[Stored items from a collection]
※ ※ ※

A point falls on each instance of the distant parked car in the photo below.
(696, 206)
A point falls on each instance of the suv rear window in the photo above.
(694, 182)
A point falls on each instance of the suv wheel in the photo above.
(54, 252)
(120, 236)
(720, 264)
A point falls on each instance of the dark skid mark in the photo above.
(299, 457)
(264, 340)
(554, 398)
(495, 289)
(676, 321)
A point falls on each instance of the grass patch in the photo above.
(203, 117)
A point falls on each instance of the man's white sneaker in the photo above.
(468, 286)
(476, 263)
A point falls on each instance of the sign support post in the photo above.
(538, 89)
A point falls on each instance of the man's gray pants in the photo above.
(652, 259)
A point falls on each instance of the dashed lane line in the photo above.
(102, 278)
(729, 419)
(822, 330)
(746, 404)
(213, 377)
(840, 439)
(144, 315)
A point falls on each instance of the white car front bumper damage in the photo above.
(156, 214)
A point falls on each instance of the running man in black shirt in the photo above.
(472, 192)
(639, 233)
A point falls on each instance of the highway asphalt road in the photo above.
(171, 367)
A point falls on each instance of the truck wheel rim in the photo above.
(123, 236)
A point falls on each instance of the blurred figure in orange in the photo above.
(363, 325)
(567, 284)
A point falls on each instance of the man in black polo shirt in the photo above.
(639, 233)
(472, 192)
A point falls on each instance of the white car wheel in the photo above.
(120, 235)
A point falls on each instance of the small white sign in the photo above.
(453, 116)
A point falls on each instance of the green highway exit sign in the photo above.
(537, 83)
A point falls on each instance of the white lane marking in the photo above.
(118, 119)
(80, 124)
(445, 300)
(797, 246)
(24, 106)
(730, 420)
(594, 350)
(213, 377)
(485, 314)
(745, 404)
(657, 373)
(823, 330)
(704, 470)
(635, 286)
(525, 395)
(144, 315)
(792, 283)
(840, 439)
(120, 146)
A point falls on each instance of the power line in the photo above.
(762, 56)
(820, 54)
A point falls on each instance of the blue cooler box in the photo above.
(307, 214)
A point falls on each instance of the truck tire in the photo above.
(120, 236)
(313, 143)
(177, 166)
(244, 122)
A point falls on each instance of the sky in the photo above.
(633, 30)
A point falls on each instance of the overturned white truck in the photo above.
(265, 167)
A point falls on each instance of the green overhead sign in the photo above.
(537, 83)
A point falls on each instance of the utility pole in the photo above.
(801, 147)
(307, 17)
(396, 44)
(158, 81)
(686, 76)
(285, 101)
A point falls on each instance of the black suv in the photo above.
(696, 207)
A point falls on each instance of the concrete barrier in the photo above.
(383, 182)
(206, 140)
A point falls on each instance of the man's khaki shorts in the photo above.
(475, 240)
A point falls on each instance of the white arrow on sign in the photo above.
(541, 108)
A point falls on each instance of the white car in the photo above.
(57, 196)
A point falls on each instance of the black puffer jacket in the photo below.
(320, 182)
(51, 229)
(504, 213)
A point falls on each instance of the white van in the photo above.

※ ※ ※

#### [WHAT IS REQUIRED]
The response has to match the records above word for word.

#### [SOLUTION TO THE PROBLEM]
A point falls on each instance of the distant parked car in the photo below.
(696, 206)
A point falls on each instance of the suv rear window in the photo above.
(694, 182)
A point falls on each instance of the suv wheel in the photo above.
(54, 252)
(120, 236)
(720, 264)
A point falls on each instance of the dark skid mark in the photo above.
(299, 457)
(264, 340)
(554, 398)
(495, 289)
(676, 321)
A point falls on each instance of the grass patch in the photo above.
(203, 117)
A point falls on each instance of the man's white sneaker in the photo above.
(468, 286)
(476, 263)
A point falls on each instance of the sign support post in the photo above.
(538, 89)
A point falls on each instance of the man's gray pants in the photo above.
(652, 259)
A point falls on each instance of the dashed lane line in the photo above.
(102, 278)
(729, 419)
(822, 330)
(746, 404)
(213, 377)
(840, 439)
(144, 315)
A point falls on each instance of the white car front bumper damage in the photo above.
(156, 214)
A point falls on each instance of the running man in black shirt in the photo above.
(472, 192)
(639, 233)
A point falls on each instance of the highway asphalt road in the photo above.
(171, 367)
A point falls on each instance of the truck wheel rim in the photo above.
(123, 236)
A point falls on each instance of the blurred figure in orange in the photo above.
(363, 325)
(567, 284)
A point falls on each instance of the man in black polo shirt in the photo above.
(639, 233)
(472, 192)
A point falls on each instance of the white car wheel in the photo above.
(120, 235)
A point falls on each instance of the small white sign in the photo above.
(453, 116)
A point falls on each instance of the green highway exit sign in the photo above.
(537, 83)
A point falls on each instance of the white lane marking in the photo above.
(118, 119)
(80, 124)
(445, 300)
(797, 246)
(24, 106)
(730, 420)
(594, 350)
(213, 377)
(485, 314)
(745, 404)
(657, 373)
(823, 330)
(704, 470)
(635, 286)
(525, 395)
(144, 315)
(792, 283)
(840, 439)
(120, 146)
A point falls on each instance of the power line in the photo above.
(762, 56)
(820, 54)
A point falls on each instance of the blue cooler box in the photo above.
(307, 214)
A point falls on each instance of the truck tire in the photo above.
(120, 236)
(313, 143)
(177, 166)
(244, 122)
A point falls on each instance of the sky in the photo above.
(633, 30)
A point falls on each instance of the overturned white truck in the photo above.
(265, 167)
A point falls on each instance of the green overhead sign in the photo above.
(537, 83)
A point falls on each instance of the utility pole in the photo above.
(801, 147)
(307, 17)
(396, 44)
(158, 81)
(686, 76)
(285, 101)
A point falls on each instance of the black suv in the photo above.
(696, 207)
A point falls on each instance of the concrete barrier in the photo above.
(383, 182)
(206, 140)
A point falls on each instance of the man's khaki shorts in the photo above.
(475, 240)
A point falls on each instance of the white arrow on sign in the photo above.
(541, 108)
A point falls on each instance of the white car in the photo above.
(57, 196)
A point falls on each instance of the black puffer jacket in the photo below.
(320, 182)
(51, 229)
(504, 213)
A point falls on each instance of the white van in the photo above.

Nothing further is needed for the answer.